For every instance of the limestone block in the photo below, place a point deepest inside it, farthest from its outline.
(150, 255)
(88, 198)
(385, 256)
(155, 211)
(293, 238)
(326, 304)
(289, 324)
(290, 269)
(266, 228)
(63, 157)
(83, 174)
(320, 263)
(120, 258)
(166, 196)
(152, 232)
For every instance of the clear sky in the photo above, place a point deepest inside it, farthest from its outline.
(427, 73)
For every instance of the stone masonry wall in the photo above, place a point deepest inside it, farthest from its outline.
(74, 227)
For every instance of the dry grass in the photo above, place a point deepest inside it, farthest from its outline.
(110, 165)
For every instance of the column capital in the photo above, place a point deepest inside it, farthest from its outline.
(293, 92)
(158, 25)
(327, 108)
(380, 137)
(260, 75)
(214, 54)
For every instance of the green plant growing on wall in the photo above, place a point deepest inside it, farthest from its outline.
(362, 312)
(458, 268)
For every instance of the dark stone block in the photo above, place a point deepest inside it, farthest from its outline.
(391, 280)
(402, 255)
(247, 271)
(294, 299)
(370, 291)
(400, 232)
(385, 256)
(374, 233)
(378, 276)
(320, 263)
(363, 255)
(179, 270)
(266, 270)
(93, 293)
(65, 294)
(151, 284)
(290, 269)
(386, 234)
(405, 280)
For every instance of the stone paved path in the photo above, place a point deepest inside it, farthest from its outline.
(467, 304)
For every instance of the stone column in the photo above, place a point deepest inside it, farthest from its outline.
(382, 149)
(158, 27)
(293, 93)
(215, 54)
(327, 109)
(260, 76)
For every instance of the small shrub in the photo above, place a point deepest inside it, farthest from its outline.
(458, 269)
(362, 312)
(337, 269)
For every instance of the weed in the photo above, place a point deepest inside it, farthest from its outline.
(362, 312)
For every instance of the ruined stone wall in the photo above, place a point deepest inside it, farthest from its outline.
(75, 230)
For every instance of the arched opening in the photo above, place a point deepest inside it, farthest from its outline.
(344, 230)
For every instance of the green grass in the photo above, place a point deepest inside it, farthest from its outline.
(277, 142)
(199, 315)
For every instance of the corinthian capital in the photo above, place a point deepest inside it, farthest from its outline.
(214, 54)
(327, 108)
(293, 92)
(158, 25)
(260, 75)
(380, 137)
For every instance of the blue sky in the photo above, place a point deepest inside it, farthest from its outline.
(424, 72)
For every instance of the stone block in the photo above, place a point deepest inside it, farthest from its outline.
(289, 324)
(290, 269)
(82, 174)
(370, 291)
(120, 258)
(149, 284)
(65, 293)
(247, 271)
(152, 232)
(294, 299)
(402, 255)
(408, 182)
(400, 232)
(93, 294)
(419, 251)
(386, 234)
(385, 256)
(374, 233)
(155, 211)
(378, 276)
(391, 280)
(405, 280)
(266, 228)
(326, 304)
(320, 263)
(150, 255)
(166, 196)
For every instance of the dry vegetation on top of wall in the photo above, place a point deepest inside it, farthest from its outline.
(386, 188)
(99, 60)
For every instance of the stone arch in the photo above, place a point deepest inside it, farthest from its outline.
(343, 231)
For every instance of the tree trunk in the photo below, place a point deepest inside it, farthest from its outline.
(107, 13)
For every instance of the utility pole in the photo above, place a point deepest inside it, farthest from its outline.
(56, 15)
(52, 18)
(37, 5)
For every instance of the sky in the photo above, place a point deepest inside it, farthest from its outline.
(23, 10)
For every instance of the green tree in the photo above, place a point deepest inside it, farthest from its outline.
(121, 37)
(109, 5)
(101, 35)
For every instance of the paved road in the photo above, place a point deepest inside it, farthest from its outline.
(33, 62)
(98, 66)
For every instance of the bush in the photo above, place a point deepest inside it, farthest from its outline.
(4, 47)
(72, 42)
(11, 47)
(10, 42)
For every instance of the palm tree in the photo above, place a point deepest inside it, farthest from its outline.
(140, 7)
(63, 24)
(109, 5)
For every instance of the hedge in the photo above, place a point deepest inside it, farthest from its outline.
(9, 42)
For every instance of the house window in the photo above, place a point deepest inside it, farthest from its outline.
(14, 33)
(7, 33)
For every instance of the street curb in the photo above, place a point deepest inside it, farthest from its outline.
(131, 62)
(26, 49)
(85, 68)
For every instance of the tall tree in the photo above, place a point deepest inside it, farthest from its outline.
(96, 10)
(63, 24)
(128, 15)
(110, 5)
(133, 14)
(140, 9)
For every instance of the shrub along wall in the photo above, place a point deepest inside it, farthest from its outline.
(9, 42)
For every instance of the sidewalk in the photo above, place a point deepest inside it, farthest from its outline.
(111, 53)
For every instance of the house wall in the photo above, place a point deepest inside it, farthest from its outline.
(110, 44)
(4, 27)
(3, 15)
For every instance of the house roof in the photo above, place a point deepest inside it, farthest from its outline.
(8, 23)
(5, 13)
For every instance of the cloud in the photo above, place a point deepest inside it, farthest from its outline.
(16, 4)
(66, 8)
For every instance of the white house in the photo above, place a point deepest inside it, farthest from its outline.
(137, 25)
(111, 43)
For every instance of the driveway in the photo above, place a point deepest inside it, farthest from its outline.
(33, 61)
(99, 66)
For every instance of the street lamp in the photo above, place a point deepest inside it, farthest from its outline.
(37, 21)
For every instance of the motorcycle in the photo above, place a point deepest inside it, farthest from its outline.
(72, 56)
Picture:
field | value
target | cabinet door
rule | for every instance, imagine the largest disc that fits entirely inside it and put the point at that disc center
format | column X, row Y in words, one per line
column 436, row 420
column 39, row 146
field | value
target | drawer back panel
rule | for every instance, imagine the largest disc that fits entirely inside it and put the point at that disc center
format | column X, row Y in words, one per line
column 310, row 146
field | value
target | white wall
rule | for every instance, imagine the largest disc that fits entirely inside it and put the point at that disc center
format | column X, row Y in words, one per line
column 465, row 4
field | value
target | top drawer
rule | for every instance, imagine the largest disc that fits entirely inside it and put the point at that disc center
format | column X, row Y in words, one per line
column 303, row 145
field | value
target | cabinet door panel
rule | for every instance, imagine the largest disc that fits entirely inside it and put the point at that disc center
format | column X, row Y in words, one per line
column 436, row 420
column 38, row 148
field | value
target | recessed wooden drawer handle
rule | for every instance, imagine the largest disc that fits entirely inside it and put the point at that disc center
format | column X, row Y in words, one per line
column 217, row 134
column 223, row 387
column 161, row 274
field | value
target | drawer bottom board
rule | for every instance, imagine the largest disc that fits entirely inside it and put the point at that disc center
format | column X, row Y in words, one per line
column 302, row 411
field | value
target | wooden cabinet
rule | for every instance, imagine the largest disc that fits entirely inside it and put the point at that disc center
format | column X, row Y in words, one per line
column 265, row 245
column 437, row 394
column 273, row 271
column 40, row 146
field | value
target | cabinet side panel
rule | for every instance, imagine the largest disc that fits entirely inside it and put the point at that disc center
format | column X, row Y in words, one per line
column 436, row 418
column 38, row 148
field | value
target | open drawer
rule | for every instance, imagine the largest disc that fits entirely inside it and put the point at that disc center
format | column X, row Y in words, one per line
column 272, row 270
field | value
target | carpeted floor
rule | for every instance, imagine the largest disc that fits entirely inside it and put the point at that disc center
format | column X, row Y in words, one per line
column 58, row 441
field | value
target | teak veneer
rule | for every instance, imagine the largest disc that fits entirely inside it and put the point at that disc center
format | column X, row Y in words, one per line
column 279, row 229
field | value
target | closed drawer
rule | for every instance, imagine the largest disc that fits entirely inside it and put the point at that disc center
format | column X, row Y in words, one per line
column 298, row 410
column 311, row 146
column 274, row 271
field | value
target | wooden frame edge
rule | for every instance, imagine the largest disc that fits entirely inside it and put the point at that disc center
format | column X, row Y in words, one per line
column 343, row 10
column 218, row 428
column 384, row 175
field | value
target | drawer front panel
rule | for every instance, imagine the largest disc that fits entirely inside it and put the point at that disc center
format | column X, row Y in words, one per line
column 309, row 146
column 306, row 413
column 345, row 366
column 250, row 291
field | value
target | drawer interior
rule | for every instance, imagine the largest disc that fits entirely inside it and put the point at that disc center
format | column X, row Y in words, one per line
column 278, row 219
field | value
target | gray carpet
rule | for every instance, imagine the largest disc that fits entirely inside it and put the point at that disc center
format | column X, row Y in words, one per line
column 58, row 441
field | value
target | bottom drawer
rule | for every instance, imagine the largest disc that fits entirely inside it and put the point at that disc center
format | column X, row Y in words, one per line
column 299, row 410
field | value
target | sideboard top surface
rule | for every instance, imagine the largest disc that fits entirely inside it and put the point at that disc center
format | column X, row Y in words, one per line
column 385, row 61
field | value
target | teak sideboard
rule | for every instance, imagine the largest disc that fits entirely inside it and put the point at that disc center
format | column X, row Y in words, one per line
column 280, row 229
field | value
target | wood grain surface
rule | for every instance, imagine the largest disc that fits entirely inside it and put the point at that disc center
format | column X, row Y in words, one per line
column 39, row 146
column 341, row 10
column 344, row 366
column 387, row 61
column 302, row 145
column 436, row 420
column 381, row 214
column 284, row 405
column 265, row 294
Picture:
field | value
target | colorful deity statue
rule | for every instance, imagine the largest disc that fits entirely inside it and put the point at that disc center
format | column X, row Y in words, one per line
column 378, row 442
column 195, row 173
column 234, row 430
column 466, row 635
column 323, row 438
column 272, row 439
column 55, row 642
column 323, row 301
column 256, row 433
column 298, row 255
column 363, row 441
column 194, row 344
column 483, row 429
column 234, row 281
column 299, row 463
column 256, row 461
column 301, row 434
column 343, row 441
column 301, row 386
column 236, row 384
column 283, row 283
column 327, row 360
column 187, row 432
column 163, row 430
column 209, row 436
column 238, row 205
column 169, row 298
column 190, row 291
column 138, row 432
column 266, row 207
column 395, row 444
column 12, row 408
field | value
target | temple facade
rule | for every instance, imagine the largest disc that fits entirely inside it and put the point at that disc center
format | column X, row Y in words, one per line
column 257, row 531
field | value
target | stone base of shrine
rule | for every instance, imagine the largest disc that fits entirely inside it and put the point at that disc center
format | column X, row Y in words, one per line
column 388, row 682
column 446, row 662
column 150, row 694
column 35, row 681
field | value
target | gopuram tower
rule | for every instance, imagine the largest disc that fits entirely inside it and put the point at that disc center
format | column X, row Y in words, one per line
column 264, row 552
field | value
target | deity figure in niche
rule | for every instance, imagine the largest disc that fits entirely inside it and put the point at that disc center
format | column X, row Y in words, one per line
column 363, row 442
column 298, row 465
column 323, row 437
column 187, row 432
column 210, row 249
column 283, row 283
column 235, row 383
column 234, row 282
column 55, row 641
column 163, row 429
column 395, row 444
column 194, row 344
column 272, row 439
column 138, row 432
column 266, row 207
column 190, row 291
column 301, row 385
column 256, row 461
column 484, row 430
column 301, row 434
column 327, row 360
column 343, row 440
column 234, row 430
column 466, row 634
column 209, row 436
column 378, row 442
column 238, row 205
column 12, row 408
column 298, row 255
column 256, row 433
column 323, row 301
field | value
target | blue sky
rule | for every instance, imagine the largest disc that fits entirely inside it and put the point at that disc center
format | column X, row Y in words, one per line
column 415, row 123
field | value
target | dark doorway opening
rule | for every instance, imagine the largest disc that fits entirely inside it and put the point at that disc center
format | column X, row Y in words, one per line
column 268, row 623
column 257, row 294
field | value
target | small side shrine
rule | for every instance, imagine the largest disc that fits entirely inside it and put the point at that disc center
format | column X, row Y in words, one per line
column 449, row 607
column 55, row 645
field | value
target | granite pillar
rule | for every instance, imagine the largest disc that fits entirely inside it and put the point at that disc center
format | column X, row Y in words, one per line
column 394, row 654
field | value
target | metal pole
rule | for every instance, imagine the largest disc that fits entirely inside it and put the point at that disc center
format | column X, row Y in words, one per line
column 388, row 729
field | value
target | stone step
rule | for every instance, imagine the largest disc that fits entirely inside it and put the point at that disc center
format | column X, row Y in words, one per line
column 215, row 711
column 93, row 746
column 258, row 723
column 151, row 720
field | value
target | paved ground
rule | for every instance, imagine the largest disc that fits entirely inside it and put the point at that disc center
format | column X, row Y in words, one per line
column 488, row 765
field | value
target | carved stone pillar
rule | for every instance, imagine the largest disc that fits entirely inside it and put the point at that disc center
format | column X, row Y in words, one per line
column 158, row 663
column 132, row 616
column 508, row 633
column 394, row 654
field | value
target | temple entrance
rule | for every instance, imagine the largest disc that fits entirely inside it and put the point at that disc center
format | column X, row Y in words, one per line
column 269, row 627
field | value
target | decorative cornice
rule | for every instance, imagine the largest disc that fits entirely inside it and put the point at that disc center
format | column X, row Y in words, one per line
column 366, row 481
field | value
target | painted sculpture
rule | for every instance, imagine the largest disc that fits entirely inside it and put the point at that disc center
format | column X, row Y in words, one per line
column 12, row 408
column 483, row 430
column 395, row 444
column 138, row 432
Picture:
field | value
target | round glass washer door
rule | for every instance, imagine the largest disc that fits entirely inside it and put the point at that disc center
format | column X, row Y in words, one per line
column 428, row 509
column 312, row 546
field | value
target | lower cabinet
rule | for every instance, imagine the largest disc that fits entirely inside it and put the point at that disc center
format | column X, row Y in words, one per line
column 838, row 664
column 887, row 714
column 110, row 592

WHAT IS NEEDED: Locate and copy every line of the listing above that contains the word "temple". Case counts.

WRITTEN ANSWER:
target | temple facade
target | temple entrance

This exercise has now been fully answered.